Requirements -
A. In the cycling forum thread, why does rugby bloke say he would not want to ride in a group regularly?
B. Continue the cycling forum thread from the point where it stops.

Source document -
--*--

Depends on the roads. I don't think it's only for the dangerous ones but I agree that it shouldn't be used on roads with loads of cars. Edit: because it adds no useful information.

Anyone heard it on a London main road?


----------



## rugby bloke (5 Sep 2018)

Dogtrousers said:


> It's very complicated isn't it. I'm glad I ride on my own most of the time.


I was about to say the same thing ! I'll stick to being a miserable solo cyclist ...


----------



## mjr (5 Sep 2018)

rugby bloke said:


> I was about to say the same thing ! I'll stick to being a miserable solo cyclist ...


You're missing out. There are few better things than riding as part of a touring group IMO. No worries of being left stranded alone by anything and many pairs of eyes to see trouble coming, yes, but also spot lovely sights and let each other know.


----------



## rugby bloke (5 Sep 2018)

mjr said:


> You're missing out. There are few better things than riding as part of a touring group IMO. No worries of being left stranded alone by anything and many pairs of eyes to see trouble coming, yes, but also spot lovely sights and let each other know.


Fair point - I do enjoy the occasional group ride, and it does come as a pleasant change. Would not want to do it regularly - too many rules in every other aspect of my life without having to worry about a whole new set when I'm on my bike.


----------



## Venod (5 Sep 2018)

--*--

Data shown -
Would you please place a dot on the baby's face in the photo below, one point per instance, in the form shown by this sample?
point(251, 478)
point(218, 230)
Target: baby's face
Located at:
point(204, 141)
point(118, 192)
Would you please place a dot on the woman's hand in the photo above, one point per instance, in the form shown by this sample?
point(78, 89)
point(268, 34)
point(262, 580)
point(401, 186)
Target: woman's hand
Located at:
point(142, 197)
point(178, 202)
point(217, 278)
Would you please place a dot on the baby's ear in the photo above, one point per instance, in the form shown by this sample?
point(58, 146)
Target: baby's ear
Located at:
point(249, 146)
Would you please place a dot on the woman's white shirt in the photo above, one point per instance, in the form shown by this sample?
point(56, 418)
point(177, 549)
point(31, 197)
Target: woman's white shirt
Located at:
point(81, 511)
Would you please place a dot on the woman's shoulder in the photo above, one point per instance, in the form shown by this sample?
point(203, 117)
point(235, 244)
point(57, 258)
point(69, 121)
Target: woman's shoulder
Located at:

--*--

Answers below -
A. He already has too many rules in every other part of his life and doesn't want a whole new set to worry about on his bike.

B.
rugby bloke said:


> Fair point - I do enjoy the occasional group ride, and it does come as a pleasant change.



My thoughts too, now and again is OK .

But you have to ride at the groups pace and not your own, you have to go where the ride organiser takes you even if you dislike the route, you have to stop when the group stops, you have to be constantly alert to what the rider in front of you is doing. you have to put up with loads of shouting and pointing and you have to constantly point out hazards along the way, you have to turn up when the ride starts (usually earlier than I like) you have to put up with club politics, you have to wear a helmet.

I have done a lot of club riding but I am enjoying my solo rides far more nowadays, I may not renew my membership next year then I won't be able to ride with them.


----------



## mjr (5 Sep 2018)

rugby bloke said:


> Would not want to do it regularly - too many rules in every other aspect of my life without having to worry about a whole new set when I'm on my bike.


Depends on the group IMO.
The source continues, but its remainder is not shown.